===== PROVIDED PASSAGE
The best pH for weed in coco coir is between 5.8 and 6.0 in the vegetation stage. The best coco pH for flowering is between 6.0 to 6.2. The max coco coir pH range you’d want is 5.5 to 6.5. Growing weed in coco outside of that pH range will cause nutrient uptake problems.
During the vegetative phase of weed plants your goal is to keep your nutrient solution at a pH of 5.8 to 6.0. This is the best pH for proper nitrogen absorption by marijuana plants in vegetation. Varying the pH occasionally in veg from 5.6 to 6.2 helps other nutrients that are best absorbed at slightly higher or lower pH levels.
You want to go a bit higher with your coco pH range during flowering to allow for better absorption of phosphorus and potassium. We like to aim for 6.0 to 6.2, with a range of 5.8 to 6.3.
A good pH pen is essential. It’s one of the most important tools to ensure a successful grow in coco coir.
- The Bluelab pH pen (usually $70-$90) is the best pH pen for weed that we’ve used. Highly accurate, it’s preferred by most growers.
- The Hanna pH pen ($30 range) is the best pick for budget-minded growers . We used these for many years and they worked well. Don’t let the bulbs dry out, there’s no sponge in the storage cap to hold moisture like with Bluelab’s pen.
- The more accurate +/-0.1 Accuracy Hanna pH Meter ($42-$60) is usually cheaper than the Bluelab.
==========
SHORT EXERCISE 1:
For each statement, (a) to (c), say whether the coco coir pH guide agrees with it. Answer yes or no and quote the text's deciding words. (a) For flowering, the guide recommends a pH of 6.0 to 6.2. (b) The Hanna pH pen's storage cap has a sponge that holds moisture. (c) The Bluelab pH pen usually costs about $30.
SHORT EXERCISE 2:
Write the next part of the coco coir pH guide, starting after its final line.
The records that follow this note come from a separate source.
===== RECORD SET
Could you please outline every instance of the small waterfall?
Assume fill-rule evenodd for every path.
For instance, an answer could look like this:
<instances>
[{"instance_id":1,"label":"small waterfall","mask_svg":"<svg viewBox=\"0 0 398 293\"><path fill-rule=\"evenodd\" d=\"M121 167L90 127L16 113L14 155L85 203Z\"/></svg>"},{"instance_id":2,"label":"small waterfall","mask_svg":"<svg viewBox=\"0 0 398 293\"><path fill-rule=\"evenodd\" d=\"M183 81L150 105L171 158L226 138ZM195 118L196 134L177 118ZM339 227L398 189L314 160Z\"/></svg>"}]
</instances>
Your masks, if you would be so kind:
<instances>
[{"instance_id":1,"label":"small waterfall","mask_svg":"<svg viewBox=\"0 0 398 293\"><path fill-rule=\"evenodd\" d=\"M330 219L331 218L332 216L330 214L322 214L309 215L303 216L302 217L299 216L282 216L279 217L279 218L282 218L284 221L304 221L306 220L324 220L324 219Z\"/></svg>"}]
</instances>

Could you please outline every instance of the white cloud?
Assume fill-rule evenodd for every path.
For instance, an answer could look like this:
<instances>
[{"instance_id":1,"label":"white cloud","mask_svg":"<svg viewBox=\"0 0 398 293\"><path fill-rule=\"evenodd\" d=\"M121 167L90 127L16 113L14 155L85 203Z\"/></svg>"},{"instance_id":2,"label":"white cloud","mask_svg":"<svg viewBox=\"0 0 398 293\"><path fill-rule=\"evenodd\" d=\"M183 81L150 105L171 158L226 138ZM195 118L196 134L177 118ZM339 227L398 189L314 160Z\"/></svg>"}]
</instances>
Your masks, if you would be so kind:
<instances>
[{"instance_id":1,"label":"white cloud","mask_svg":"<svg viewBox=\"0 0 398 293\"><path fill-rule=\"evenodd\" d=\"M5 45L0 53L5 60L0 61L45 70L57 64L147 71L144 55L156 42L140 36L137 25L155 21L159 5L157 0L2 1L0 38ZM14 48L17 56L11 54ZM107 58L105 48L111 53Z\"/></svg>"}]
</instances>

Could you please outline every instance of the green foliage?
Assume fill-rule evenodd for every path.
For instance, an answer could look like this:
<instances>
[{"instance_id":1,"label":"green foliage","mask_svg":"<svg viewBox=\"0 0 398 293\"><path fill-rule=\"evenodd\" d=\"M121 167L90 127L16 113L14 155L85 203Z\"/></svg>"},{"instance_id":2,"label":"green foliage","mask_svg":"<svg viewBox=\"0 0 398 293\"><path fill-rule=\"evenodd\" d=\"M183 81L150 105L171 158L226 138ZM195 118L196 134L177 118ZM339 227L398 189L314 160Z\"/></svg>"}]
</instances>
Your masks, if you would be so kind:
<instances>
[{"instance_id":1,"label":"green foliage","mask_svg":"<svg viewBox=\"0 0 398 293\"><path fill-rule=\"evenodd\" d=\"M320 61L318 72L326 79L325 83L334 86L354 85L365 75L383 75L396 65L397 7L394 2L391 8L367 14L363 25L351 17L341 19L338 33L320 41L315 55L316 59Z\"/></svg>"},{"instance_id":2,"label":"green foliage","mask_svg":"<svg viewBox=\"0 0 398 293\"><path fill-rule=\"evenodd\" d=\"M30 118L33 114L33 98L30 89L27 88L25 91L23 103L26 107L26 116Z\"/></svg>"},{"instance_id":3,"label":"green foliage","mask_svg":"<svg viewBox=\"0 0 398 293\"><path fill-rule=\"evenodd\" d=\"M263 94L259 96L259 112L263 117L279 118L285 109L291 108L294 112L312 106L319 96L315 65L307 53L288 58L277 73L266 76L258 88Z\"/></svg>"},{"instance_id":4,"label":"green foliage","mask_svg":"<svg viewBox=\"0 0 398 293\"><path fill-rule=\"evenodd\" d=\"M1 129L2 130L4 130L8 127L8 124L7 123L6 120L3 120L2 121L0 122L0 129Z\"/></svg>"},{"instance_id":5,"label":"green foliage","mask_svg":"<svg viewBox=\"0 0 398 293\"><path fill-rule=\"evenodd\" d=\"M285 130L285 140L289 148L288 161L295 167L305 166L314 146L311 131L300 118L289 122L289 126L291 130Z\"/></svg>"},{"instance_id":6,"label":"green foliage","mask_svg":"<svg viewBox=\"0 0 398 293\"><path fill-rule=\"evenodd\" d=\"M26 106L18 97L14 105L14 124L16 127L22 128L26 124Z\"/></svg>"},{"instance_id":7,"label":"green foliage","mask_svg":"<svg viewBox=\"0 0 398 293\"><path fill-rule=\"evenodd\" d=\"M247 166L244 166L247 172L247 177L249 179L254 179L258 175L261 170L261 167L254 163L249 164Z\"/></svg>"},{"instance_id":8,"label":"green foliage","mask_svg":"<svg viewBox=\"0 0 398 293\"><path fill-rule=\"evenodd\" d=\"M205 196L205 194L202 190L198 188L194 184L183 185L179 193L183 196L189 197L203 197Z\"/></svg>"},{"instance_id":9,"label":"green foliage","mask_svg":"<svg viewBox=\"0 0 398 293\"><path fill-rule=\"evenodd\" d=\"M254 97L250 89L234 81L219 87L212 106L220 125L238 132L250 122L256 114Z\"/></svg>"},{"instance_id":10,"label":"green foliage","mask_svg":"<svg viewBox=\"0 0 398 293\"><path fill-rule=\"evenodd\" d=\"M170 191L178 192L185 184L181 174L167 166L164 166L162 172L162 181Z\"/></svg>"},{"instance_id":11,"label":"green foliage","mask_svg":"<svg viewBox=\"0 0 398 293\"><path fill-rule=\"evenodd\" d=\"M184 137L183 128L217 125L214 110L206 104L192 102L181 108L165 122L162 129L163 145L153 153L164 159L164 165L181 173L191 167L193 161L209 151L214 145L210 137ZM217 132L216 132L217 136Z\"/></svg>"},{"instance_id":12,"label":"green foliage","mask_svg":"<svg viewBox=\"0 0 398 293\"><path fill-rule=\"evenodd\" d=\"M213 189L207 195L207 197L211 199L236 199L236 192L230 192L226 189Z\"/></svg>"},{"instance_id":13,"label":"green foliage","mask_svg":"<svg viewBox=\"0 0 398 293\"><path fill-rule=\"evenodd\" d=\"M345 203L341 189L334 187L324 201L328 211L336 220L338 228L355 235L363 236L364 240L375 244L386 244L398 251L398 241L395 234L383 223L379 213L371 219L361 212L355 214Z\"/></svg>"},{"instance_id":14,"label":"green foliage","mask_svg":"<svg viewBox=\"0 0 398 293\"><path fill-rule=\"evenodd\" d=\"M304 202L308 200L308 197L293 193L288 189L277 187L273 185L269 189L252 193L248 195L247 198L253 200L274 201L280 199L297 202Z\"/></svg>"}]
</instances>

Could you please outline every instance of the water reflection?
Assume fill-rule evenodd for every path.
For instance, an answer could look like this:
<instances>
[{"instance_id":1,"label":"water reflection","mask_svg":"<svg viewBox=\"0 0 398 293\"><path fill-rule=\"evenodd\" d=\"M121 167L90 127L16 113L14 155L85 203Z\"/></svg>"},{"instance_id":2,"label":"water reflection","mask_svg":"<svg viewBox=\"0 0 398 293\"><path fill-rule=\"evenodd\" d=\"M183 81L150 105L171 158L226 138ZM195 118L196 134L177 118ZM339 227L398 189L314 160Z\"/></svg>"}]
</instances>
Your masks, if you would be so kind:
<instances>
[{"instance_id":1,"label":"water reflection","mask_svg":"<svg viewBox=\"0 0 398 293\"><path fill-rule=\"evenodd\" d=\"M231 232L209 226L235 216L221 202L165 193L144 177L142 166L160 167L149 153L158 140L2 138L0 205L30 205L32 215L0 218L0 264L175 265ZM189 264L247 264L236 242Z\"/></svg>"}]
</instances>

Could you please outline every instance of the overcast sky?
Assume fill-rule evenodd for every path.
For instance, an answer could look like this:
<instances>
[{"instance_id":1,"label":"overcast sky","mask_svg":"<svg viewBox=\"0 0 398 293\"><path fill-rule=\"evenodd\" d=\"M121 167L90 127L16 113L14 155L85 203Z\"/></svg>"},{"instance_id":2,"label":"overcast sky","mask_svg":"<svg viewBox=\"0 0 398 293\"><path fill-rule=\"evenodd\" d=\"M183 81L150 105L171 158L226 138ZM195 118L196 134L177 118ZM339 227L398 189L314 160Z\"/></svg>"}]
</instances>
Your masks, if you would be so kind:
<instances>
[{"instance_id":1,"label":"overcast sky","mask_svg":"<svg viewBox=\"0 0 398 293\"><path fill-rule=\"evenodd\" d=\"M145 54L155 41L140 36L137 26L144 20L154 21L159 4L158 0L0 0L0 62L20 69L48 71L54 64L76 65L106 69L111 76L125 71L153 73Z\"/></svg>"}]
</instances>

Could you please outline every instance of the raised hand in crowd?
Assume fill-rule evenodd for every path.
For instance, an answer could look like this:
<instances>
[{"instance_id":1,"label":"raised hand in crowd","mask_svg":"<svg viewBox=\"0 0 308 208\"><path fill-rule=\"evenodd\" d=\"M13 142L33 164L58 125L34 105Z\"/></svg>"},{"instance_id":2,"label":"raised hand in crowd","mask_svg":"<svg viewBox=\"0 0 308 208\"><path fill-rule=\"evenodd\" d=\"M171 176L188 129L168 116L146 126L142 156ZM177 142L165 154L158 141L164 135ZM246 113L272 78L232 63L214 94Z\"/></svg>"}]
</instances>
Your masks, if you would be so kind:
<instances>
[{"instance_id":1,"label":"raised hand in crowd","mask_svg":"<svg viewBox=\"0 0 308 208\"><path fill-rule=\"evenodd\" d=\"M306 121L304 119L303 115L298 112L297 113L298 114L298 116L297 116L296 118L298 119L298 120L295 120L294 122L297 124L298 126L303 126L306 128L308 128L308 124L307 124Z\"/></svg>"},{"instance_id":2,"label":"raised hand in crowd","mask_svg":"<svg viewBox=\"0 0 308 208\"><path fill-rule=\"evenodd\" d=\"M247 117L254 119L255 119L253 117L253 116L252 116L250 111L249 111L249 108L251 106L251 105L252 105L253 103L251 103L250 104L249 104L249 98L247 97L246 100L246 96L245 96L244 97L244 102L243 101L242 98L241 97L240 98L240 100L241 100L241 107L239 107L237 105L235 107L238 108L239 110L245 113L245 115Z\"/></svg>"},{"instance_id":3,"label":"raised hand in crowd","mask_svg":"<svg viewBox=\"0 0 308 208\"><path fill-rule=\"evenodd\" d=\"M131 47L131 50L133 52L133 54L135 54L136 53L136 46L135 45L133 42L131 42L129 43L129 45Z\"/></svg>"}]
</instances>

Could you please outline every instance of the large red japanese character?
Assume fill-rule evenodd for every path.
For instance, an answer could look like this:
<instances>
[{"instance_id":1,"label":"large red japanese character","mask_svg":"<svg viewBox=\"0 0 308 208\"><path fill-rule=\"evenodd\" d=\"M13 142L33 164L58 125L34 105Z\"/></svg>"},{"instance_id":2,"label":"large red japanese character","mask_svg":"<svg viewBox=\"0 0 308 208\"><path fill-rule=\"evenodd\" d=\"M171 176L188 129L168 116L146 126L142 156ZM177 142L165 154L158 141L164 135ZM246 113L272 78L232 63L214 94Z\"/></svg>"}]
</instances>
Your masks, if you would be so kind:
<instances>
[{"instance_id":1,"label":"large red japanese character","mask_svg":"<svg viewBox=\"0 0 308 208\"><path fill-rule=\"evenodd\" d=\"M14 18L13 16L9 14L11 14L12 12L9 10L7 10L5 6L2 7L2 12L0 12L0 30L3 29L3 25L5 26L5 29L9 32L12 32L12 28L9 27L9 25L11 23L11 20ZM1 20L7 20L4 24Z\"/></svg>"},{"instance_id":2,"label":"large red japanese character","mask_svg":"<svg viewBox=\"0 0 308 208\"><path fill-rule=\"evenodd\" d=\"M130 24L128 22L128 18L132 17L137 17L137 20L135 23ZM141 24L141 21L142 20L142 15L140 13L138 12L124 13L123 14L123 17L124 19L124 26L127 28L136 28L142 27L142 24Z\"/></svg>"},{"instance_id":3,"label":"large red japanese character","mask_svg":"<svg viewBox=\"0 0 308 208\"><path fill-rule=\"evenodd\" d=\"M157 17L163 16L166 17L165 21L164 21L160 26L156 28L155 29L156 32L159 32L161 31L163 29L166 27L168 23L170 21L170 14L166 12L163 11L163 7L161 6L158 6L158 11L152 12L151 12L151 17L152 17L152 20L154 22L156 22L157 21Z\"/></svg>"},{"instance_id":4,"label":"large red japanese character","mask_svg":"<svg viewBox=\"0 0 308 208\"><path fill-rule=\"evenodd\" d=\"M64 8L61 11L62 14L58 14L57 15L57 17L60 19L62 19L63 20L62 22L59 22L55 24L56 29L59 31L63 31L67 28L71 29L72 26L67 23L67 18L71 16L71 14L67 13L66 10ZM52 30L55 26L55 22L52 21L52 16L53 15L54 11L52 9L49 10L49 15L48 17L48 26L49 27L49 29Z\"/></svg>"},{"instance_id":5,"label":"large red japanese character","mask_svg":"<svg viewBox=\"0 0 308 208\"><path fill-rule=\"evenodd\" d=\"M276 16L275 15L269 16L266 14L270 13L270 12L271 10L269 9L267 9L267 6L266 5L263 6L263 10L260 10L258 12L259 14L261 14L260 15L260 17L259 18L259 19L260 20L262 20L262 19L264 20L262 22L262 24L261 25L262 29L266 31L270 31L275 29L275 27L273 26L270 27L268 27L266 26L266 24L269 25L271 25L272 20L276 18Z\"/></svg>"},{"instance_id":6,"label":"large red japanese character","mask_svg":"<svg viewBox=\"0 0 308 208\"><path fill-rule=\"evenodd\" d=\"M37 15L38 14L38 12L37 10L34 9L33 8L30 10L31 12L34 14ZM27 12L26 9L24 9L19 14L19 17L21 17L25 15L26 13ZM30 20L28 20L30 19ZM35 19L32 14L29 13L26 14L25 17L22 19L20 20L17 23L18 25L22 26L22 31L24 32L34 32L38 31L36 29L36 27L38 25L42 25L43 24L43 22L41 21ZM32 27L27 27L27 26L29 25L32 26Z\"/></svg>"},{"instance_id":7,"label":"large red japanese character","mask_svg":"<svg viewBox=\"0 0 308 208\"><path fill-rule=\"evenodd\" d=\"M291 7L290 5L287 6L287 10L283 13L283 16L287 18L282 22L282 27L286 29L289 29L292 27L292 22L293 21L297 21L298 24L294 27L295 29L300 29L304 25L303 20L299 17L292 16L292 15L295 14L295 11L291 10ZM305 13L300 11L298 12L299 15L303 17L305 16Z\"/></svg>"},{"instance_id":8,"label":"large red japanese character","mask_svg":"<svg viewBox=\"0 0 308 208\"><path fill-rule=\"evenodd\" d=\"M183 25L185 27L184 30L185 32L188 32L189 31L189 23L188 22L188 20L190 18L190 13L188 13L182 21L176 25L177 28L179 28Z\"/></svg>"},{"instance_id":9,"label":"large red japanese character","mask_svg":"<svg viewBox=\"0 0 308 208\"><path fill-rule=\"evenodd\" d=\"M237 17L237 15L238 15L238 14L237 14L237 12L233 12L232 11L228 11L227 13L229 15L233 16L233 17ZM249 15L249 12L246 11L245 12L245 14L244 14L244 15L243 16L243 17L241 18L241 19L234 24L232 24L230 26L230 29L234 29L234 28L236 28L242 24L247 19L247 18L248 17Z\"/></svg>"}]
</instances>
==========
EXERCISE RESULT 1:
(a) Yes: "The best coco pH for flowering is between 6.0 to 6.2."
(b) No: "there’s no sponge in the storage cap to hold moisture like with Bluelab’s pen."
(c) No: "(usually $70-$90)"

EXERCISE RESULT 2:
Note that pricing for these can vary pretty heavily week-to-week on Amazon.
Watering to runoff
You should always water your coco coir to runoff. Aim for 10-20% to drain out the bottom of your container.
This ensures the roots get fully saturated and the runoff removes excess nutrient salts that could lead to nutrient burn if you’re over-fertilizing.
Never let your containers sit in this runoff. Use a plastic plant stand to elevate the plant containers. Use a round plant tray underneath each plant to get above the runoff to avoid issues.
A shop vac can remove water that accumulates in your plant trays. The Bucket Head wet/dry vac fits on 5 gallon buckets and is perfect for sucking up runoff. It holds a lot more than other cheap small bucket vacs.
Measuring the pH of the runoff water
If you suspect you’re having deficiencies caused by pH issues in coco coir, you can try measuring runoff pH to see where you fall on the coco pH chart.
Measuring the pH of the runoff water helps you understand if you’re running the best pH for weed at your plants’ root zone. If your runoff pH is too low or too high on the coco pH chart, you can adjust your next waterings to bring it back closer to the proper range.
If you find your coco coir pH is way off, flush a bunch of properly pH’d nutrient solution through your plant to get things back in line. Aim for a very slow watering with lots of runoff through the coco coir. Don’t water too quickly or water may just drain through the sides of fabric pots.
Keep in mind that separate plants need to be monitored independently, especially if running different strains. Nutrient requirements can vary across different types of weed.
You should also be using a ppm meter to measure total dissolved solids while you’re measuring the runoff coco pH. If your TDS is too high that will lead to issues as well.
Don’t go nuts spending all your time chasing runoff pH. It’s a tool available if you suspect pH problems with your weed plants. But spending hours tracking runoff if your plants seem otherwise healthy isn’t the best use of your time unless you’re really seeing issues.
Help! I’ve really fucked up my coco coir pH!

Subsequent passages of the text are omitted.